**Passage provided**
════

DATA SOURCE: CREDITCARDS.COM.

You can't help but notice that many of the above expenses are extremely run-of-the-mill. In an age when cellphones are no longer a luxury but a virtual necessity, you'd think more adults would manage to budget for them. But, apparently, a large chunk of grown-ups rely on their parents to remain reachable on the go. The same holds true for transportation, rent, and utilities -- things that adults should expect to have to pay for. The fact that so many depend on their parents to cover these costs paints a sad (and, frankly, lazy) picture.

Why parents feel compelled to help out

So why don't more parents insist that their adult kids pay their own way through life? Part of it boils down to that nurturing instinct that doesn't automatically disappear once one's children reach a certain age. Part of it also boils down to guilt.

It's not a secret that young adults today are worse off financially than their parents were at the same age. In fact, a study earlier this year revealed that younger workers earn $10,000 less, on average, than workers the same age did back in 1989. Furthermore, younger workers today have a cumulative net worth that's estimated at just half of what baby boomers (meaning, their parents) managed to acquire in their 20s and 30s -- a fact that countless parents obviously feel a need to compensate for.

And let's not forget that more young adults today have high levels of student debt than in years past -- debt that obviously impacts their cash flow and limits their ability to meet certain financial goals. Still, that doesn't justify the practice of parents heavily subsidizing their adult children's lifestyles, so if you've fallen into that habit, it's time to change your ways, before your own finances suffer.

The danger of supporting adult children

If you're a wealthy 40-, 50-, or 60-something with plenty of money set aside for retirement, then by all means continue throwing some cash your children's way. But most parents with adult kids aren't in that position. Quite the contrary -- most older workers are glaringly behind on building their nest eggs. The median savings balance among households nearing retirement is a mere $17,000 -- hardly enough to live off for what could be a 20-year retirement or more. If your savings aren't great, then you should realize that every dollar you give to your children is a dollar you won't have when you need it.

And it's not just the money itself you're losing out on; it's also the growth that money might achieve. Let's say you currently give your adults kids $500 a month toward their living expenses and do so for a decade. If you were to put that money into an IRA or 401(k) instead and invest it at an average annual 6% return, you'd be sitting on an extra $79,000 in retirement income after 10 years.

Remember, your adult kids have the bulk of their careers ahead of them to earn money and improve their financial picture, whereas you might have a mere decade or less to pad your savings in time for retirement. So rather than continue to fund their existence, it's time to be a little selfish and focus on your own needs. The more your grown kids come to regard you as a financial safety net of sorts, the less responsible they'll be in managing their own money. You'll be doing both yourself and your children a favor by putting an end to what's clearly an unhealthy pattern for everyone involved.

════

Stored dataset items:
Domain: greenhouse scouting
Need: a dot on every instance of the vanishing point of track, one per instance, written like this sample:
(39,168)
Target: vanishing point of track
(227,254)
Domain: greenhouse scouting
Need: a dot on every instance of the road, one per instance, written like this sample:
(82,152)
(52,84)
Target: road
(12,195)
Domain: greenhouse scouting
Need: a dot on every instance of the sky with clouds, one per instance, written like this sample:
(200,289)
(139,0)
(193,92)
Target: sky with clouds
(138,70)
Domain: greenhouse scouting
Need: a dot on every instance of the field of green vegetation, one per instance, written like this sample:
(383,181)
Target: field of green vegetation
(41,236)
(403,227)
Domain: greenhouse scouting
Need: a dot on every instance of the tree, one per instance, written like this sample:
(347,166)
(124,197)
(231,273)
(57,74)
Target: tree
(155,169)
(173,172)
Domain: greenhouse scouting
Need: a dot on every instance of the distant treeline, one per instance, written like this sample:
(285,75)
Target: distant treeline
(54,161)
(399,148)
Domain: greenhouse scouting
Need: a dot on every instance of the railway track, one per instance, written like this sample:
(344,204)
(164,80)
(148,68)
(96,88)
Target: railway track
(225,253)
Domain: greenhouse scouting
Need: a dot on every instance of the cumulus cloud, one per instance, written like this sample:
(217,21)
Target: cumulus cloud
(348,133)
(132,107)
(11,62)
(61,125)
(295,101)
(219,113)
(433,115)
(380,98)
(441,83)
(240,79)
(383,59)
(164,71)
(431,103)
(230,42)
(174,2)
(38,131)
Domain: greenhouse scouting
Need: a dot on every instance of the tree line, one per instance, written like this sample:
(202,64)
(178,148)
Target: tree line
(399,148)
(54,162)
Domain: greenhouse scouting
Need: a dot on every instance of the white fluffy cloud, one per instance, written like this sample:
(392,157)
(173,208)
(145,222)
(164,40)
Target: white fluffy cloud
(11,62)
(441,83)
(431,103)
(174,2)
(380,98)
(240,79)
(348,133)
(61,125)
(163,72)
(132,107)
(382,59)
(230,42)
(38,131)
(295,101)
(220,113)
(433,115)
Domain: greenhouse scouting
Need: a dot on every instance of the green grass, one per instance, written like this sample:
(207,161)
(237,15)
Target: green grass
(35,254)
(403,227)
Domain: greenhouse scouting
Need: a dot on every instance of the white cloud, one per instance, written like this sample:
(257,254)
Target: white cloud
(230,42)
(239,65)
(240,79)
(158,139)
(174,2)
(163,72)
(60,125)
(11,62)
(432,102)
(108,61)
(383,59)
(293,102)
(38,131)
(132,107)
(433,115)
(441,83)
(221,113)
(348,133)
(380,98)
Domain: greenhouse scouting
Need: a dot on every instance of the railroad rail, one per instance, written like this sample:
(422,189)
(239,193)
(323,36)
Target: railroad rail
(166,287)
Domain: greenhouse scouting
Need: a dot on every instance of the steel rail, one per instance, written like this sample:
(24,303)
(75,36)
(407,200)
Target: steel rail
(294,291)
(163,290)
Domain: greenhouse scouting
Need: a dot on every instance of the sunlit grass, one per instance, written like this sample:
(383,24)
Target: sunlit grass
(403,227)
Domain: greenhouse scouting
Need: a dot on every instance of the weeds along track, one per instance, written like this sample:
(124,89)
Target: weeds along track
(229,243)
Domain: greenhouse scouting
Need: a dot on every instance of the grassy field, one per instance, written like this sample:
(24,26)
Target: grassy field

════

**What is asked**
a. Decide whether each statement agrees with the article on parents funding adult children, answering yes or no and quoting the deciding words: (i) Younger workers earn $10,000 less, on average, than workers the same age did in 1989. (ii) The median savings balance among households nearing retirement is $27,000. (iii) Giving $500 a month for ten years instead of investing it at a 6% average annual return means missing out on an extra $79,000.
b. Output everything in the article on parents funding adult children from "You can't help" down to "down to guilt.", unchanged.
The records are separate material, apart from the article on parents funding adult children.

**Solutions to the tasks**
a.
(i) Yes: "younger workers earn $10,000 less, on average, than workers the same age did back in 1989"
(ii) No: "The median savings balance among households nearing retirement is a mere $17,000"
(iii) Yes: "If you were to put that money into an IRA or 401(k) instead and invest it at an average annual 6% return, you'd be sitting on an extra $79,000 in retirement income after 10 years."

b.
You can't help but notice that many of the above expenses are extremely run-of-the-mill. In an age when cellphones are no longer a luxury but a virtual necessity, you'd think more adults would manage to budget for them. But, apparently, a large chunk of grown-ups rely on their parents to remain reachable on the go. The same holds true for transportation, rent, and utilities -- things that adults should expect to have to pay for. The fact that so many depend on their parents to cover these costs paints a sad (and, frankly, lazy) picture.

Why parents feel compelled to help out

So why don't more parents insist that their adult kids pay their own way through life? Part of it boils down to that nurturing instinct that doesn't automatically disappear once one's children reach a certain age. Part of it also boils down to guilt.